■ **DATA IN THIS EXERCISE**
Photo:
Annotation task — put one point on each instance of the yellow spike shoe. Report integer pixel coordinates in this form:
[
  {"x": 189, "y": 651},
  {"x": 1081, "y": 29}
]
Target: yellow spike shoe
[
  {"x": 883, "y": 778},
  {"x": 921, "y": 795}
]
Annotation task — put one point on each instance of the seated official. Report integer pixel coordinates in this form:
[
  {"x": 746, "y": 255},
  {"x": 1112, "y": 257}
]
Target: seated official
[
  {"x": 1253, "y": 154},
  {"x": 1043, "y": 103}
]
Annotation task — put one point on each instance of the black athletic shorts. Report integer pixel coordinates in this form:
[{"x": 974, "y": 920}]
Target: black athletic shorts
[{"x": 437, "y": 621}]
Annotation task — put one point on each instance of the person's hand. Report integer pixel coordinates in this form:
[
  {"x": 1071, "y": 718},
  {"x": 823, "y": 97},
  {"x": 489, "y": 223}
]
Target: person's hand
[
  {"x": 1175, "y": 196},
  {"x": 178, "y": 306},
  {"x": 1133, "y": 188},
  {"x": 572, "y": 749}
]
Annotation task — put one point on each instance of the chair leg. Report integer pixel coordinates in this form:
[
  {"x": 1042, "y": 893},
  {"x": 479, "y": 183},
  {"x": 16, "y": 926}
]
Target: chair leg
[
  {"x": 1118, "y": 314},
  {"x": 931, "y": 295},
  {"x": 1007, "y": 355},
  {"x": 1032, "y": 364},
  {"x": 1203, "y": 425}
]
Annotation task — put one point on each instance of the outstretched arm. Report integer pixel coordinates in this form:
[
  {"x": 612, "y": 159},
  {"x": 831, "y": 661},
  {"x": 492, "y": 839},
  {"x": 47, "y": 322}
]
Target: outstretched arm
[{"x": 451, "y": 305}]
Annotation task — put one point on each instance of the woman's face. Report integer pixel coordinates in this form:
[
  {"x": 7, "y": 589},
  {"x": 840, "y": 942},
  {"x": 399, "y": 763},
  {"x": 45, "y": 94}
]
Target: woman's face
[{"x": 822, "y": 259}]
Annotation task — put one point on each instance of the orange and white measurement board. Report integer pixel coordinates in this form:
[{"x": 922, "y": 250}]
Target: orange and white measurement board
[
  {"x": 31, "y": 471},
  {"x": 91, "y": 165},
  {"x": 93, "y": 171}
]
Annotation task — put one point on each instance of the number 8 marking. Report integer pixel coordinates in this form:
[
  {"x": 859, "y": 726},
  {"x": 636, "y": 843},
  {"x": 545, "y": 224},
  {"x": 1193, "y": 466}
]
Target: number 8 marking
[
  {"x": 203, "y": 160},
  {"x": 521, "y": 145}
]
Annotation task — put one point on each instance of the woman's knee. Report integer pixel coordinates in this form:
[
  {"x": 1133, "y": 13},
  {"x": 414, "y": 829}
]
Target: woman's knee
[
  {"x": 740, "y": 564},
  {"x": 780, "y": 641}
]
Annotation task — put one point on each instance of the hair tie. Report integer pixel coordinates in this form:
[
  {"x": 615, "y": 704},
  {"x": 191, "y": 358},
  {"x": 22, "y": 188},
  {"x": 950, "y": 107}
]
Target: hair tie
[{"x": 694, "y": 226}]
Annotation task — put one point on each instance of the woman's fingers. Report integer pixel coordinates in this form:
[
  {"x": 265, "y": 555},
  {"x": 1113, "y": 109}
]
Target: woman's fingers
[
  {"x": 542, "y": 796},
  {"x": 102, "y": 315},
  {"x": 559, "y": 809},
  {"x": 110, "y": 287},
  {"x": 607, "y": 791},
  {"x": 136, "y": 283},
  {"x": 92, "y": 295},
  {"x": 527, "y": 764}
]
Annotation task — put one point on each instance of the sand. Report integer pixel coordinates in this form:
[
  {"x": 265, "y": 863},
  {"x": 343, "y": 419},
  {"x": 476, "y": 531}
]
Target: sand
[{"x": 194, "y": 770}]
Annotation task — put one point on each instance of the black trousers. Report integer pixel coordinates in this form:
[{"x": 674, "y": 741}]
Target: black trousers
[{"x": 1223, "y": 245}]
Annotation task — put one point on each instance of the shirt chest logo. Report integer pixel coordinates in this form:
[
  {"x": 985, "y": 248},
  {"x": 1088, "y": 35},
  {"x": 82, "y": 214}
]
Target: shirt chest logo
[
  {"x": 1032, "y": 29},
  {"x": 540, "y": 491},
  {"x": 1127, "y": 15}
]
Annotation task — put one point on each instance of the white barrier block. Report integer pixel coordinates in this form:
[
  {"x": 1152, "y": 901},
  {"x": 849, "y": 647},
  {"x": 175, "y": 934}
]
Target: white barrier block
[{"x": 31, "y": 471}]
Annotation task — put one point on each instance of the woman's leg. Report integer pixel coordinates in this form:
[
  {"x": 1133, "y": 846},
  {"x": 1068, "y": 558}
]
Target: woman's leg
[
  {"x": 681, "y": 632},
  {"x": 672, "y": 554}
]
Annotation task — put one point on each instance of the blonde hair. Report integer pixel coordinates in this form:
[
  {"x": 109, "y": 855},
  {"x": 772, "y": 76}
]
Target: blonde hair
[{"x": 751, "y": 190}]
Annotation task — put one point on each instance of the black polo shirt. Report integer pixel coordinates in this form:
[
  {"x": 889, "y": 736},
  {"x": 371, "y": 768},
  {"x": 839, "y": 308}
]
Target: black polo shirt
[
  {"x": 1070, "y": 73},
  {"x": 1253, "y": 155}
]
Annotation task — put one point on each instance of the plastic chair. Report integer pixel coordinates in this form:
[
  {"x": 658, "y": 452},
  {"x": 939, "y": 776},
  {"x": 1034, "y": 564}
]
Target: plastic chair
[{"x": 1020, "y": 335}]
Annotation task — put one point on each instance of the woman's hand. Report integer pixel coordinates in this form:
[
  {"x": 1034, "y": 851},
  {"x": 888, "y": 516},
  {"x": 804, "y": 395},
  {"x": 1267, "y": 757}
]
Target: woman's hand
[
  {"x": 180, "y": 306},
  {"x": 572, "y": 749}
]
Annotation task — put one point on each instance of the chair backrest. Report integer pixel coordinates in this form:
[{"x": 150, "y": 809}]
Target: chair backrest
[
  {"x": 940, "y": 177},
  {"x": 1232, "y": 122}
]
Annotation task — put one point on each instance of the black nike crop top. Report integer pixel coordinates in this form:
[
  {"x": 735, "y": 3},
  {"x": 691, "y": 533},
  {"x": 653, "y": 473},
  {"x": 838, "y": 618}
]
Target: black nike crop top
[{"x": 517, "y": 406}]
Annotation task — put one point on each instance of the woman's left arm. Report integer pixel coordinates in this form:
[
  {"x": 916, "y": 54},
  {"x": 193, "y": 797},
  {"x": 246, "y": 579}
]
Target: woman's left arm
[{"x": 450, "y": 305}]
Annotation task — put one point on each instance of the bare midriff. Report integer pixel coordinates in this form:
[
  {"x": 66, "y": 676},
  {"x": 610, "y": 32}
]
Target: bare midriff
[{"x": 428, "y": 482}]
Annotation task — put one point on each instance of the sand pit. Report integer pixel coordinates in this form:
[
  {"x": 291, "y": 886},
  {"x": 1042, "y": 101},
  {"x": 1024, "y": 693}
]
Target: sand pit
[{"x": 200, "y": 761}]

■ **REQUEST**
Could you rewrite the rows starting at the line that contains "the sand pit." and ending at the end of the rows, swapping "sand pit" for "landing pit" and leaving everything else unchanged? Give only those lines.

■ **EXERCISE OUTPUT**
Annotation task — put one point on each instance of the landing pit. Report integer pixel coordinates in this form:
[
  {"x": 291, "y": 886},
  {"x": 1042, "y": 101},
  {"x": 1024, "y": 693}
]
Target: landing pit
[{"x": 200, "y": 761}]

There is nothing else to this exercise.